▸ **Hedef**
Aşağıdaki verilerde "post" sözcüğünü içeren satırlar hangileri? Her birini tam olarak döndür.

▸ **Listelenen veriler**
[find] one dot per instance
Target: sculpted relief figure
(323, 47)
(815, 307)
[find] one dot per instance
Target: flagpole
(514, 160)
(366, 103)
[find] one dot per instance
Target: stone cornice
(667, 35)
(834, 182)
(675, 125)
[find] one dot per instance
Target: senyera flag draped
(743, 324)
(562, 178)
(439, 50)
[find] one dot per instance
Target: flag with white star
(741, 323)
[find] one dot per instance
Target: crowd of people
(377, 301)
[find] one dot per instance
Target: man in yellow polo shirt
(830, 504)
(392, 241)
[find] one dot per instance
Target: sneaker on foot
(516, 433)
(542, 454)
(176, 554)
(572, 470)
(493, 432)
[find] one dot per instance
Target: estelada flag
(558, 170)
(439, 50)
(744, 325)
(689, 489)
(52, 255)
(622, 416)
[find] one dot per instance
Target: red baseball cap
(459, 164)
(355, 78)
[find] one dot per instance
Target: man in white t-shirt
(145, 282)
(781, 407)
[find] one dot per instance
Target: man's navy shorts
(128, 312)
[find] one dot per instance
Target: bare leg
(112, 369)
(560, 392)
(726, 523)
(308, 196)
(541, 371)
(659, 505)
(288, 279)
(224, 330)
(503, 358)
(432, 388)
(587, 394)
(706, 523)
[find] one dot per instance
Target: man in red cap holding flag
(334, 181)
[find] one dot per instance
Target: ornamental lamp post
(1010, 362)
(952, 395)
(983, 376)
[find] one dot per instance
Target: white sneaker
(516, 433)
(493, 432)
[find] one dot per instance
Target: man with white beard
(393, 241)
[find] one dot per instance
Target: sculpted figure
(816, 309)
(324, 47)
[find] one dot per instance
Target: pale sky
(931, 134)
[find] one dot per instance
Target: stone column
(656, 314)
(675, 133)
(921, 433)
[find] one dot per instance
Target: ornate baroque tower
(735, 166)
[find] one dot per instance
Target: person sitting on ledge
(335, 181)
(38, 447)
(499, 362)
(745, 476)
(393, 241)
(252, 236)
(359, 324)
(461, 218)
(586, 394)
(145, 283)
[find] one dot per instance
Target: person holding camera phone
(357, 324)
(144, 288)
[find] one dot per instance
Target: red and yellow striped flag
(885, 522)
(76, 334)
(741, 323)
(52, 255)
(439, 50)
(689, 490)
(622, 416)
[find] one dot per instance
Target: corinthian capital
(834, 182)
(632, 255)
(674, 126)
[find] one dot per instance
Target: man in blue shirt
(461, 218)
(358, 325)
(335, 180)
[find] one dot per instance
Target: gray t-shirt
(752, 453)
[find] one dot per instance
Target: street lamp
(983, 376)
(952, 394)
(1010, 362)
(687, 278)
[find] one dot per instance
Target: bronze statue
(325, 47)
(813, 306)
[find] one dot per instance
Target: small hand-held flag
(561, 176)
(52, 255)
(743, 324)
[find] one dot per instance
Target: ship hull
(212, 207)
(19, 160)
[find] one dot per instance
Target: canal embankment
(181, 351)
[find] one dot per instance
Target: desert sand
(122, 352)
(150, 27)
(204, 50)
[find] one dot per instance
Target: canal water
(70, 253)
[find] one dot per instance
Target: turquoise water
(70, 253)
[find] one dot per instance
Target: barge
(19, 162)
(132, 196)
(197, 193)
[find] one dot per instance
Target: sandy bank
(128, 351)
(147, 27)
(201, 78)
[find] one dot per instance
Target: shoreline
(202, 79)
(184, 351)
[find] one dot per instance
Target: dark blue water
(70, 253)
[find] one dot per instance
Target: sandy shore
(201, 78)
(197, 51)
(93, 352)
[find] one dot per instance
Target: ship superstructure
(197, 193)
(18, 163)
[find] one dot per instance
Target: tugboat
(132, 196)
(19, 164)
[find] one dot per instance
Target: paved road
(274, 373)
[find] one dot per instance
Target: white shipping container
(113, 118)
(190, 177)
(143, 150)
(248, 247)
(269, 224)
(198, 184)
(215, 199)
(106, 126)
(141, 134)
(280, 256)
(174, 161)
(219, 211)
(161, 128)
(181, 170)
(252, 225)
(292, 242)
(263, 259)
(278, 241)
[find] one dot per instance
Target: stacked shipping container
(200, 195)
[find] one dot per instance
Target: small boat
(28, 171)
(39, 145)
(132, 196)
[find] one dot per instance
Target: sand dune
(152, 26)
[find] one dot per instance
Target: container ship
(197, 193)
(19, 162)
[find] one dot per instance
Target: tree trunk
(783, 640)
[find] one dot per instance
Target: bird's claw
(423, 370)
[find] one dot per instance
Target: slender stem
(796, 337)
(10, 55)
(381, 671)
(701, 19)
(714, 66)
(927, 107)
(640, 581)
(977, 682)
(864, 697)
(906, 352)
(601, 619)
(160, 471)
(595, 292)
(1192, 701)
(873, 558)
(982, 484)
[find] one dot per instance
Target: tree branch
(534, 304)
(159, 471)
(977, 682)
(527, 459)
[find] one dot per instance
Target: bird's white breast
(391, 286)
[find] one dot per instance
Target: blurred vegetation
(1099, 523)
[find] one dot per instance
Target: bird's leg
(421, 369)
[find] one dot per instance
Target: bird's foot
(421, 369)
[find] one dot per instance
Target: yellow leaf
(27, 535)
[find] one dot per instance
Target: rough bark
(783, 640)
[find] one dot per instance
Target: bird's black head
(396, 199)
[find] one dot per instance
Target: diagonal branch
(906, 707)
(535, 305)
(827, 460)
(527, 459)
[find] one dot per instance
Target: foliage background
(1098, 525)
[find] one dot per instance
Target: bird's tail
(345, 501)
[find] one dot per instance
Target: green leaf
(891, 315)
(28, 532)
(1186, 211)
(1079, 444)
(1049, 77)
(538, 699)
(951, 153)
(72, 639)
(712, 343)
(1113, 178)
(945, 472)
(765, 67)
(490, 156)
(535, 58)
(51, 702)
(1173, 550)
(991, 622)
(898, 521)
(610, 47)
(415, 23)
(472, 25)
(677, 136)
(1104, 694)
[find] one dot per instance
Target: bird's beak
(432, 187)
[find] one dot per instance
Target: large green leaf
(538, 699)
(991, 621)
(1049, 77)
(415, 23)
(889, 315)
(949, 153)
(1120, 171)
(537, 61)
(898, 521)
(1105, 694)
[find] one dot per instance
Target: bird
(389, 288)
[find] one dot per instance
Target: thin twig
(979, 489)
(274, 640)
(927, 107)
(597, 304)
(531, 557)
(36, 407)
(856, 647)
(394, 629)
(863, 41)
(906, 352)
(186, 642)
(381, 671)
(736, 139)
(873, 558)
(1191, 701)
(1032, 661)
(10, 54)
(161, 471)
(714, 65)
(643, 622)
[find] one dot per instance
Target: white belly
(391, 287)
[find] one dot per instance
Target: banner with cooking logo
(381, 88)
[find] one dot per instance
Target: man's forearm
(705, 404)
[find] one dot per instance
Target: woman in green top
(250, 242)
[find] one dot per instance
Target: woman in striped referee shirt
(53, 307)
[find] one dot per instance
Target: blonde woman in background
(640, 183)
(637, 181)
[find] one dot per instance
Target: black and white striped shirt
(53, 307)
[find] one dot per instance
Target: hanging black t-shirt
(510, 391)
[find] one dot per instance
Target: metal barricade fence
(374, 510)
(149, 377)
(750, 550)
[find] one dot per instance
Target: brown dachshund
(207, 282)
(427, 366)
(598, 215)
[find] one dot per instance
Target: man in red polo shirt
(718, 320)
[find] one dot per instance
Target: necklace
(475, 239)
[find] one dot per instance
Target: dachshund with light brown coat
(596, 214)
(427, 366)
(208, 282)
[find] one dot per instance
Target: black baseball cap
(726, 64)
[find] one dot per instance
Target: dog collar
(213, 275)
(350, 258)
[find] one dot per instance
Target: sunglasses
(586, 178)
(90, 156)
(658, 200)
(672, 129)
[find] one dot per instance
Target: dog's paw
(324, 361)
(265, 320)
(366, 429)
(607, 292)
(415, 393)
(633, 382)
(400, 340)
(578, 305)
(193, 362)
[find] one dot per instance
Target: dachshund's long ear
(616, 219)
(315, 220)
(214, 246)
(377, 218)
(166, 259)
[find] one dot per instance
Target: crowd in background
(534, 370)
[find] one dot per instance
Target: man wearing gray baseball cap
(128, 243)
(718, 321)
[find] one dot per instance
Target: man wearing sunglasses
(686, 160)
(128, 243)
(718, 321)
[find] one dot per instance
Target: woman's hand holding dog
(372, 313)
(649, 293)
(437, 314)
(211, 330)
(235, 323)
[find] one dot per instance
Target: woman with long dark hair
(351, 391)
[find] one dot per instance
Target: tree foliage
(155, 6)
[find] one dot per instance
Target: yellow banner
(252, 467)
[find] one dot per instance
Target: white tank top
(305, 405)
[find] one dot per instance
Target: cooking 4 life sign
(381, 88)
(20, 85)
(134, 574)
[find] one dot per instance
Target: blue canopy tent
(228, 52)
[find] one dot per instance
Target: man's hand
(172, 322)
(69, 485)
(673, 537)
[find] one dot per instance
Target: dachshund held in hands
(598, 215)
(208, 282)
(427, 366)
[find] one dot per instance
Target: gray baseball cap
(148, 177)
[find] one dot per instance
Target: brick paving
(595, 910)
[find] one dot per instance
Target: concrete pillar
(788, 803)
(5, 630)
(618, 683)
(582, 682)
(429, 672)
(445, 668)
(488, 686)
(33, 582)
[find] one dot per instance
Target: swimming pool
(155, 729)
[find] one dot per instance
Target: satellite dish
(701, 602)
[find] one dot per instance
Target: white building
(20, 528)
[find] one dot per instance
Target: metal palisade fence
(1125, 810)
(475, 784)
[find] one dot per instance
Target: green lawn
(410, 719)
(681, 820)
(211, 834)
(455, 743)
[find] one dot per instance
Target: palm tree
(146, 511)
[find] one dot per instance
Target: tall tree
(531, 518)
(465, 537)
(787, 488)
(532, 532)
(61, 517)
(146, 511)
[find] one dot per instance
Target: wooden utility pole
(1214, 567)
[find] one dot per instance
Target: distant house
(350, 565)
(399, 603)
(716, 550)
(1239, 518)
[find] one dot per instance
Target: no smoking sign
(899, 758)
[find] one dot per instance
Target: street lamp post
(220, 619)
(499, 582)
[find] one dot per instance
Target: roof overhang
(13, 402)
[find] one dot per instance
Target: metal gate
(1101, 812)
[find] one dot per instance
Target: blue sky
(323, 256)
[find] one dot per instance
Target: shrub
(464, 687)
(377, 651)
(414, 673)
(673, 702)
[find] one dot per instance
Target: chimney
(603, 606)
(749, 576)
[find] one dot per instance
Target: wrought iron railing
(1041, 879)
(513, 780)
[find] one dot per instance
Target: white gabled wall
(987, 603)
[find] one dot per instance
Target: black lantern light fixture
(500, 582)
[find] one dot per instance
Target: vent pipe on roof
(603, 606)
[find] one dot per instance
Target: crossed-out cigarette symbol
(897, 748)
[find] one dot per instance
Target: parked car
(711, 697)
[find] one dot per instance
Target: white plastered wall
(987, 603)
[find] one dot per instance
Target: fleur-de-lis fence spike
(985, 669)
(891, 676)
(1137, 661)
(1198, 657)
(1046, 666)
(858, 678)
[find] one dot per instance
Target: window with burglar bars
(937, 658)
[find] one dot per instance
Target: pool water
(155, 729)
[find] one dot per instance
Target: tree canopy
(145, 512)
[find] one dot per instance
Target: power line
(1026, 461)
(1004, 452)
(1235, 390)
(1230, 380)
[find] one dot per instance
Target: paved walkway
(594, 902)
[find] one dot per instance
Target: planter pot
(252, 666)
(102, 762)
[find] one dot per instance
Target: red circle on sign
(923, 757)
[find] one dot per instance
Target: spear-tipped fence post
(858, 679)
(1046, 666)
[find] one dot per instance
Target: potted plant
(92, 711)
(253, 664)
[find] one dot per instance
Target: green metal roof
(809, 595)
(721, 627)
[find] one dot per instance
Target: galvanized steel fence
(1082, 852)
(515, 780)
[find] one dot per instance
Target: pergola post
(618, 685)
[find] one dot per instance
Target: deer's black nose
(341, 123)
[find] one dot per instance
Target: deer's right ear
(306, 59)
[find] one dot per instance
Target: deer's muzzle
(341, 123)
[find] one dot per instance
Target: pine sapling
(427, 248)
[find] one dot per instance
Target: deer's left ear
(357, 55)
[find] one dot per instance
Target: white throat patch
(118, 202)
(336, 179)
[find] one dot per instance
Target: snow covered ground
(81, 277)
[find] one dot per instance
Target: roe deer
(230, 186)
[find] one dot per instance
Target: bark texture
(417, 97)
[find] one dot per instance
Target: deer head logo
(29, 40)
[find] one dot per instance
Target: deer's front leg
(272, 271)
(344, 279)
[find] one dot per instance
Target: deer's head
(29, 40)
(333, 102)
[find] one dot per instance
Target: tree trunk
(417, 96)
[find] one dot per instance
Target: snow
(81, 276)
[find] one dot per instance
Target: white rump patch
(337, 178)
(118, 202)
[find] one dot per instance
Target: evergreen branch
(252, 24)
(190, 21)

▸ **Doğru cevap**
Target: ornamental lamp post
Target: street lamp post
Target: spear-tipped fence post
Target: pergola post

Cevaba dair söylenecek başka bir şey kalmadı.